■ **Consigne écrite A**:
Recopiez le passage du texte sur la faille du personnage allant de « La faille de » jusqu'à « survie, par habitude. » inclus.
■ **Consigne écrite B**:
Rédigez la suite du texte sur la faille du personnage en reprenant après sa dernière phrase.

── Document source

Être candide et crédule ne signifient pas seulement être « stupide » et se faire avoir ; ce sont aussi des qualités émotionnelles fortes comme la confiance et la générosité qui nous permet de créer des liens affectif rapidement avec des gens.

La faille de votre personnage crée une faiblesse chez lui qu’il doit combattre pour atteindre son objectif.

Souvenez-vous que le changement et l’adaptation sont obligatoires à toute forme de vie. Si rien n’évolue alors le résultat est toujours le même :
Le déclin (entropie) et la mort (paradoxe de la reine rouge).
Il n’existe pas de stase permanente dans la nature, tout évolue ou décline.

« Ici, vois-tu, on est obligé de courir tant qu'on peut pour rester au même endroit. Si on veut aller ailleurs, il faut courir au moins deux fois plus vite que ça ! »

Les gens conservent parfois certains systèmes de survie, par habitude.

────
── Données fournies

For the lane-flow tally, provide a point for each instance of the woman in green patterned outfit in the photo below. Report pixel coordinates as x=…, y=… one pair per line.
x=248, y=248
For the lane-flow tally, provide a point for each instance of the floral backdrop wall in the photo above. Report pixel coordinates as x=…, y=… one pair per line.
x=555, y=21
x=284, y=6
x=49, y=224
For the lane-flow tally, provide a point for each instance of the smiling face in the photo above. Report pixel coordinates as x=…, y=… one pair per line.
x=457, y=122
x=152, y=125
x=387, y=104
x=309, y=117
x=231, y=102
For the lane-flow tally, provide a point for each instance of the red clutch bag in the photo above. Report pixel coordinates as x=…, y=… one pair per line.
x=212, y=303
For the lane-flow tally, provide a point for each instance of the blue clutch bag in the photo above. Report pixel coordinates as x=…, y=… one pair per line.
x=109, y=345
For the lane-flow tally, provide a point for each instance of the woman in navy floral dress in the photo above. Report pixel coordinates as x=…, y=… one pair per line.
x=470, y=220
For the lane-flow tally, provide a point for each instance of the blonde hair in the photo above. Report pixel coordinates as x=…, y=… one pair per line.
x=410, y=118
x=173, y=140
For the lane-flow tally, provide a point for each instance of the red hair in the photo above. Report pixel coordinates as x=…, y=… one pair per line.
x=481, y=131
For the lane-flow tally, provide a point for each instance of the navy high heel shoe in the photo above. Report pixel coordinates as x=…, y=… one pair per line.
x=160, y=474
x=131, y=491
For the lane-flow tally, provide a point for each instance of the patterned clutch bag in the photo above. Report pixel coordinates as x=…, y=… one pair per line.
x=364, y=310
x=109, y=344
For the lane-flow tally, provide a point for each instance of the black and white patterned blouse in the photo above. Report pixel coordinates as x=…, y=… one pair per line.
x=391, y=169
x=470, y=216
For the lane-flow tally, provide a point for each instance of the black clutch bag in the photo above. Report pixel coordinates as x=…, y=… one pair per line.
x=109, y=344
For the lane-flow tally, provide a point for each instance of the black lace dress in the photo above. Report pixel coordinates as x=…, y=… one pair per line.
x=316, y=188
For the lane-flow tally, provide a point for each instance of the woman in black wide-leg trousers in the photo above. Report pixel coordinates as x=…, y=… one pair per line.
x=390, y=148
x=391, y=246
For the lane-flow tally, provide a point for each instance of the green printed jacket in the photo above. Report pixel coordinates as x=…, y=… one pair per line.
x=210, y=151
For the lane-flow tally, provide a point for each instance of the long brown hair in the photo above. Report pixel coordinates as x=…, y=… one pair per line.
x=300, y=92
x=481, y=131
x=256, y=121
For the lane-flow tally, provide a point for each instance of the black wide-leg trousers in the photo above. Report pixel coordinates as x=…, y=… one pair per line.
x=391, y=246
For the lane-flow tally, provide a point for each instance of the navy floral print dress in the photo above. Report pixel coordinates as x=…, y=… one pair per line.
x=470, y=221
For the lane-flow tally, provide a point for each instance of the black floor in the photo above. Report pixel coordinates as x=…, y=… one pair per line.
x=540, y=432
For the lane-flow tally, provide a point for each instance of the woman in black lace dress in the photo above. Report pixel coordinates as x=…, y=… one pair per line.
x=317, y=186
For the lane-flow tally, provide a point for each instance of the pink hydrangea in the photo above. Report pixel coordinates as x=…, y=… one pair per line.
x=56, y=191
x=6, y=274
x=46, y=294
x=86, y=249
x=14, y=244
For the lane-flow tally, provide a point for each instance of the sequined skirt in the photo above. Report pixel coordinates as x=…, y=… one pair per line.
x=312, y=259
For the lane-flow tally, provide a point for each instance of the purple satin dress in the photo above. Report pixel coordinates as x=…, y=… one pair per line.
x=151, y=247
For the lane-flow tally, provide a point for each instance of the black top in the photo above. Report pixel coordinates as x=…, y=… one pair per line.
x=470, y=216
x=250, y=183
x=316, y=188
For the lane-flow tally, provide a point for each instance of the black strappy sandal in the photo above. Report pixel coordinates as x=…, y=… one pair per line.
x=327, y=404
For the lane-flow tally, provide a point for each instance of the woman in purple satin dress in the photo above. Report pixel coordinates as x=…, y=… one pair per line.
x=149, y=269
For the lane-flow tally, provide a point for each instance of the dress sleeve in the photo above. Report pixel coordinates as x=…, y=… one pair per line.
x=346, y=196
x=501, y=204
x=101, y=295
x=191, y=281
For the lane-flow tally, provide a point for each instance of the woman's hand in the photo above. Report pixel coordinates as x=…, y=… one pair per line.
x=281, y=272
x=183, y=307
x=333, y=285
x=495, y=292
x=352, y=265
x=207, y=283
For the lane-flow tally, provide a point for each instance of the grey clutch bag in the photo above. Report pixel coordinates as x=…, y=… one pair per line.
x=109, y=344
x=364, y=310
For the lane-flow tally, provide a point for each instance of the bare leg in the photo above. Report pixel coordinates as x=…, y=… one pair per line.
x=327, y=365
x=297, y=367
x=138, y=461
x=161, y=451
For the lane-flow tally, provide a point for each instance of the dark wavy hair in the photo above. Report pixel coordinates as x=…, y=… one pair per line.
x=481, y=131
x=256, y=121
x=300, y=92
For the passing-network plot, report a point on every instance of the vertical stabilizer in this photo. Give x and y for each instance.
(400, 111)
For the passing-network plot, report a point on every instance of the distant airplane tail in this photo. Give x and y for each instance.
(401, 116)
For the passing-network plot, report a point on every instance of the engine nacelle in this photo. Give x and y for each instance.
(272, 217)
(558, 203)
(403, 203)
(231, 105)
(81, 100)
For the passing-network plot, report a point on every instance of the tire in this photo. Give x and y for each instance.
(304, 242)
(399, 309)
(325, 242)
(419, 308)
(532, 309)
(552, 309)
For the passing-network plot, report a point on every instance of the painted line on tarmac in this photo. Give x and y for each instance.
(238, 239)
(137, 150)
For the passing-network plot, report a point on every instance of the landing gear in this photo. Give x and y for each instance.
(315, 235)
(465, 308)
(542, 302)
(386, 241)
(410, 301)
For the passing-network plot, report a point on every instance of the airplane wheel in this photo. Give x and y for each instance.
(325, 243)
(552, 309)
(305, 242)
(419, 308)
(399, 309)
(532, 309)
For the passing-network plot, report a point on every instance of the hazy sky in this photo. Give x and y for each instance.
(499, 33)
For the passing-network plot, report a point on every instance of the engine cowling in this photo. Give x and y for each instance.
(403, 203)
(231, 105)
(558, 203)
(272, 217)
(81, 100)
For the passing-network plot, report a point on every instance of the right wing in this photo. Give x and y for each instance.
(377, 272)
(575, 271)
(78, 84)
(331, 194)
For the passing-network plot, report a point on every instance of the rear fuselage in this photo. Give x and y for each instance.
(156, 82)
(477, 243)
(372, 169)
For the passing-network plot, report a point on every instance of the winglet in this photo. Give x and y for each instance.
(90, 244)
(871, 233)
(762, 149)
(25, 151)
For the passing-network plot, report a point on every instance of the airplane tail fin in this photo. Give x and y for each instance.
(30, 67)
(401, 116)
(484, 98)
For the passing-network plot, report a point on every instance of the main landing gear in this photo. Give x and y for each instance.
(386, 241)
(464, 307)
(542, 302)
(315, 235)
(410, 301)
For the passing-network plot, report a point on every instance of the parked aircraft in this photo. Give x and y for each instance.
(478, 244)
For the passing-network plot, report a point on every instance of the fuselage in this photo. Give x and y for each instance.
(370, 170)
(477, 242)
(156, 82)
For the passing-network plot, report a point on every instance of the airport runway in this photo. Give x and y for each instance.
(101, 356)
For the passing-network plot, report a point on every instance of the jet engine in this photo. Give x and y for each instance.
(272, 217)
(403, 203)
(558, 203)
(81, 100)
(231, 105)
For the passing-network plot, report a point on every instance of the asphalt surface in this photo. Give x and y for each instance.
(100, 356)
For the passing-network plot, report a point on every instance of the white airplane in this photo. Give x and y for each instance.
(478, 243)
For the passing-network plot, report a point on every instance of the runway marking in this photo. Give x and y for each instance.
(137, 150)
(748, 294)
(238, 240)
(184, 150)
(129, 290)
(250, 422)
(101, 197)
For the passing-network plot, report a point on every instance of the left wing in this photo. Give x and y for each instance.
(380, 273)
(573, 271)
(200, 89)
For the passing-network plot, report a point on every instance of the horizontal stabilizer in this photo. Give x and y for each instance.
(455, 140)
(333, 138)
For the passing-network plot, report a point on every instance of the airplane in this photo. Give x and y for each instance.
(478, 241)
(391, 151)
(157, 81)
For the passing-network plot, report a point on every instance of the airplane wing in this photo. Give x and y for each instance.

────

■ **Réponse fournie A**:
La faille de votre personnage crée une faiblesse chez lui qu’il doit combattre pour atteindre son objectif.

Souvenez-vous que le changement et l’adaptation sont obligatoires à toute forme de vie. Si rien n’évolue alors le résultat est toujours le même :
Le déclin (entropie) et la mort (paradoxe de la reine rouge).
Il n’existe pas de stase permanente dans la nature, tout évolue ou décline.

« Ici, vois-tu, on est obligé de courir tant qu'on peut pour rester au même endroit. Si on veut aller ailleurs, il faut courir au moins deux fois plus vite que ça ! »

Les gens conservent parfois certains systèmes de survie, par habitude.

■ **Réponse fournie B**:
Ils nous sont familiers et nous semblent sûrs ; jusqu’au jour où l’on se rend compte que ça ne marche plus.
Dans un film d’une heure et demie, l’arc transformationnel complète le protagoniste en quelque sorte.

Mais la vie est remplie de centaines de petits changement, qui nous permettent de devenir « meilleur » à chaque fois (bien que nous ayons tendance à choisir la facilité, à raisonner selon nos modèles de connaissance dépassés, plutôt que de sortir de notre zone de confort et d’affronter de nouvelles choses).
Ceux qui se battent contre le changement et qui conservent leur paradigmes de pensées dépassés, risquent de maintenir des relations toxiques, des jobs dévalorisants, des activités vaines, des comportements et des environnement malsains et j’en passe….
Le dévouement inflexible envers un système inutile et cette résistance au changement crée la faille de votre protagoniste. La faille représente le combat d’un personnage avec lui-même pour garder un système de survie obsolète, des béquilles psychologiques désuètes qui le desservent tout en lui donnant l’illusion qu’il avance.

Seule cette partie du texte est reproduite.